Потом Рашида Бейбутова попросили спеть что-нибудь, хотя все знали, что будет любимая песня Нины Петровны Хрущевой, «Рушник» Майбороды. Бейбутов спел, как всегда, очень задушевно. Хлопали долго. Потом Хрущев стал указывать пальцем в нашу сторону:
— А теперь пусть споет наш комсомол.
Я машинально оглянулся по сторонам, потому что никогда комсомольцем не был. (Хотя на фестиваль в Хельсинки меня послали как комсомольца. Тогда вообще нас всех посылали как комсомольцев.) Но дело даже не в этом. Терпеть не могу все эти застольные песнопения без аккомпанемента. А куда было деваться? Микоян, уже как бы на правах нашего короткого знакомства, подзадорил:
— Спой итальянскую песню. Ты лучше всех такие песни поешь. Я слышал.
Я вежливо объяснил, что итальянские песни надо петь под аккомпанемент, а поблизости нет рояля. Решил сделать ход конем, чтобы пел не я один, а все вместе, хором. И запел «Подмосковные вечера». Хрущев буквально вытолкнул ко мне Фурцеву:
— Иди, Катя, подпой комсомольцу.
Она, по-моему, до этого никогда в жизни на публике не пела. Подошла ко мне и начала что-то выводить: всех слов она не знала, но как откажешь самому Хрущеву? В общем, спели мы с Екатериной Алексеевной на пару, а все подпевали. Потом опять начались разговоры, шутки, перекрестные тосты. Хрущев вовсе не показался мне простаком. Он был содержательнее и мудрее досужих баек о нем. По крайней мере, в этот вечер. Я заметил, что в его веселье была напряженность. Он был чем-то озабочен. Может, устал? Все-таки возраст. Или своим политическим нюхом предчувствовал скорый переворот? Пил много, а пьяным не выглядел. (Недавно я узнал из интервью его сына, то ли в газете, то ли по телевидению, не помню точно, что на самом деле Никита Сергеевич только делал вид, что пьет много. У него была особая рюмка, сделанная так, что даже если в нее наливали несколько капель, она казалась полной). Исчез он неожиданно. Шумел, шутил, размахивал руками, и нет его. Помощник Хрущева извинился:
— У Никиты Сергеевича неотложные дела, а вы можете продолжать, товарищи.
Больше Хрущева я так близко не видел. Зато с Екатериной Алексеевной Фурцевой мне довелось общаться много. Я узнал ее достаточно хорошо, поэтому могу сказать, что была она человеком незаурядным и на своем месте. Она любила свое дело, любила артистов. Многим она помогла стать тем, кем они стали. Но почему-то сейчас считается чуть ли не за доблесть бросать одни лишь упреки в ее адрес. Мне представляется это недостойным. Да, она была частью той системы, но, в отличие от многих, работала в ней со знанием порученного ей дела. Сейчас всем уже стало ясно, что лучшего министра культуры после Екатерины Алексеевны Фурцевой у нас не было. И будет ли?

Задания:
1 – Какая песня, по словам отрывка о вечере с Хрущевым, была любимой у Нины Петровны Хрущевой?
2 – Продолжите отрывок о вечере с Хрущевым и Фурцевой, начиная сразу после его последней фразы.
Строки никак не связаны с этим отрывком.

Исходные данные:
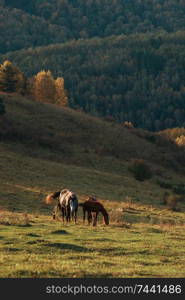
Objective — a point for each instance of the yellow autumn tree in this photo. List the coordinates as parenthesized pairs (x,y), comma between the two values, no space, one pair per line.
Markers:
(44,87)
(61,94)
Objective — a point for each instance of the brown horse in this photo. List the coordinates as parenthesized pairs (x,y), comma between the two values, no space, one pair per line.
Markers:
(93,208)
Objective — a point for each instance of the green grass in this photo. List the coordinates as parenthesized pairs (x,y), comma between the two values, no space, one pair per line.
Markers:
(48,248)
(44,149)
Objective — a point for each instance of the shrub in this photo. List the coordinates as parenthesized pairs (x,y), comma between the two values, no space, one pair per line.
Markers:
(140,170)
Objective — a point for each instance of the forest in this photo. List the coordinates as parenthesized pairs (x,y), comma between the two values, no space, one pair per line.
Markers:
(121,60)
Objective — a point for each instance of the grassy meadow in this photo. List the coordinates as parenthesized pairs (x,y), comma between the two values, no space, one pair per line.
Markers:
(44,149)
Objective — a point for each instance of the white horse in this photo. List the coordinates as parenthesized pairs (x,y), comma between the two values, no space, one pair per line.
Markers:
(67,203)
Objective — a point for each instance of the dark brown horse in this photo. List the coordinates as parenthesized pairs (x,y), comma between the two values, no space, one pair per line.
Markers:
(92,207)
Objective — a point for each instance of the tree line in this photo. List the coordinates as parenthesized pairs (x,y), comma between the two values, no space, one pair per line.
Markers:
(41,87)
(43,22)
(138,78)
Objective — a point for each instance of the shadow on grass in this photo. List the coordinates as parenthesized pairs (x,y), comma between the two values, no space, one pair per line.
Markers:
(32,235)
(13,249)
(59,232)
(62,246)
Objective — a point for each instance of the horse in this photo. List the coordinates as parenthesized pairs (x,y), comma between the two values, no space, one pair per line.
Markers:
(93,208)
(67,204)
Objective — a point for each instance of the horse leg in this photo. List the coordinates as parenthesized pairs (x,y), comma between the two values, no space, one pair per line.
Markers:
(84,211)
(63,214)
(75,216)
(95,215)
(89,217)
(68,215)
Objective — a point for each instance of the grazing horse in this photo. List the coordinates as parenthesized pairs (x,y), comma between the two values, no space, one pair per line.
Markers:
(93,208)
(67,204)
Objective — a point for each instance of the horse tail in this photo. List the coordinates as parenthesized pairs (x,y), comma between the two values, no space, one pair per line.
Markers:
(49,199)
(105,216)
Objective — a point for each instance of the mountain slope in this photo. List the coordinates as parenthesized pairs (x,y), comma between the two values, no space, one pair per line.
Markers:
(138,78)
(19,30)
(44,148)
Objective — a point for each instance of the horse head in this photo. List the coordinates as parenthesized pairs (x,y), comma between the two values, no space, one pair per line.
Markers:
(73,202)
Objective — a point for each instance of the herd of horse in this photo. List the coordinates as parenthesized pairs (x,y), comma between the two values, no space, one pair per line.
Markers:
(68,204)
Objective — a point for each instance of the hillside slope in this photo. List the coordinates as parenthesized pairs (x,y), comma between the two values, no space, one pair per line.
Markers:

Ответы:
1 – «Рушник» Майбороды.

2 –
После моего выступления на декаде, имевшего такой резонанс, мне предложили спеть сольный концерт в Концертном зале имени Чайковского. Ничего подобного в моей жизни еще не было. Нет чтобы дать молодому певцу «обкатать» программу, потренироваться в более скромных залах. А тут сразу в зале имени Чайковского, в одном из ведущих концертных залов страны! С предложением спеть ко мне обратилась Диза Арамовна Картышева, музыкальный редактор Московской филармонии. Сценический опыт у меня был, но чтобы петь сольный концерт? Я все же согласился. Как это не смогу? Смогу! Отступать теперь было некуда.
Поехал в Баку, рассказал все своей Сусанне Аркадиевне. Она пришла в замешательство:
— Но ты никогда не пел сольных концертов. И сразу Москва!
— Ничего, — сказал я задиристо, а внутри озноб. — Чем больше ответственности, тем лучше.
— Давай хотя бы по хронометражу выстроим программу.
Построили ее по времени и по содержанию, от эпохи к эпохе. Начали работать. И сразу я почувствовал, что после шести произведений начинаю уставать. Требовалось дать голосу отдых. (Так было тогда, так и до сих пор. У меня, видимо, так устроены связки. После пяти-шести произведений мне нужна пауза, после нее, отдохнув минут десять-пятнадцать, могу опять выходить и теперь, окончательно распевшись в начале концерта, могу уже петь его до конца. Домашнее распевание перед выступлением для моего голоса недостаточно). Усталость появлялась, возможно, и потому, что каждое произведение я брал не столько вокальной школой, голосовой механикой, сколько своим существом, от сердца к голосу. Я не ставил звук, то есть не думал об этом, не рассчитывал сил, просто пел. Это уже после Италии я узнал, какой номер и в каком месте программы надо пустить для передышки, чтобы и связки отдохнули, и душа перевела дыхание.
В голову пришла мысль: а почему бы в моем концерте не поучаствовать солисту-инструменталисту? Вставным номером. Позвонил Дизе Арамовне:
— Можно в первом отделении после пяти-шести моих номеров выступит скрипач или пианист?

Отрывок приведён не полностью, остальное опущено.